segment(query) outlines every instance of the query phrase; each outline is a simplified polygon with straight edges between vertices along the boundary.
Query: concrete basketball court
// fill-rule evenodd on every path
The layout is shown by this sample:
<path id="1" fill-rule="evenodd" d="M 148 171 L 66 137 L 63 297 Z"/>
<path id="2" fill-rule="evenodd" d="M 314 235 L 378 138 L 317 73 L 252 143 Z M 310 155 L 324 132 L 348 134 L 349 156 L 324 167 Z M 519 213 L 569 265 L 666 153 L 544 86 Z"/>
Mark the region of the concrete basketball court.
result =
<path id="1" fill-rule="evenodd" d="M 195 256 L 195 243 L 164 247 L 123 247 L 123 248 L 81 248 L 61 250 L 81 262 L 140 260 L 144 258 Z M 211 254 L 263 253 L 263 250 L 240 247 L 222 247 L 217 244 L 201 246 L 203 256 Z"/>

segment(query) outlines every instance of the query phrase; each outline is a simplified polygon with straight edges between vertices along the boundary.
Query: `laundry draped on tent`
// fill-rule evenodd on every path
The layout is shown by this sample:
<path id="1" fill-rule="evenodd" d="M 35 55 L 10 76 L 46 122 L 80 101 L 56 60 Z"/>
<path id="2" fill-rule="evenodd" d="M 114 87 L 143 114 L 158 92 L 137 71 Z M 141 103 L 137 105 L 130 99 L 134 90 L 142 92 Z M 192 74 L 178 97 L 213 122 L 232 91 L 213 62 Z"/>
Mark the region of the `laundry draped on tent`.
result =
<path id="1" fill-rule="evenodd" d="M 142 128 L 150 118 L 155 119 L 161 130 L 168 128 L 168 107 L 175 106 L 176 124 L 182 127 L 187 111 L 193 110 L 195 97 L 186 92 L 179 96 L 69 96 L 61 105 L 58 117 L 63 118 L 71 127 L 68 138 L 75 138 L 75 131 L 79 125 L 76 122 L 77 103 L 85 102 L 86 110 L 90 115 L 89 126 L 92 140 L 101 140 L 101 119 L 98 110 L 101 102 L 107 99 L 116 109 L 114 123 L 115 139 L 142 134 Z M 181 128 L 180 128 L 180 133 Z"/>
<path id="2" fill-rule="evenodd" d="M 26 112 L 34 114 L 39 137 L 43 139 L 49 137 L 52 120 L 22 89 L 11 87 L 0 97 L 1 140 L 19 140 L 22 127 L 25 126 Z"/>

Exercise description: Rewrite the rows from the start through the line containing "195 256 L 195", requests included, multiplying every coordinate in the answers by 1.35 and rounding to whole numbers, with halves rounded up. Leave the requests and their format samples unchanged.

Exercise solution:
segment(query) outlines every instance of the query phrase; each outline is a simplified polygon with straight edges between vertices along the boundary.
Query: concrete basketball court
// fill-rule evenodd on every path
The layout is shown by this sample:
<path id="1" fill-rule="evenodd" d="M 148 171 L 66 137 L 63 297 Z"/>
<path id="2" fill-rule="evenodd" d="M 314 235 L 378 138 L 317 73 L 252 143 Z M 310 155 L 324 132 L 348 134 L 349 156 L 324 167 Z M 519 213 L 569 265 L 666 153 L 544 86 Z"/>
Mark the region of the concrete basketball court.
result =
<path id="1" fill-rule="evenodd" d="M 263 346 L 263 328 L 221 333 L 166 333 L 166 335 L 109 335 L 82 338 L 109 354 L 189 351 L 194 348 Z M 285 343 L 355 342 L 355 338 L 324 333 L 300 333 L 293 329 L 271 332 L 274 346 Z"/>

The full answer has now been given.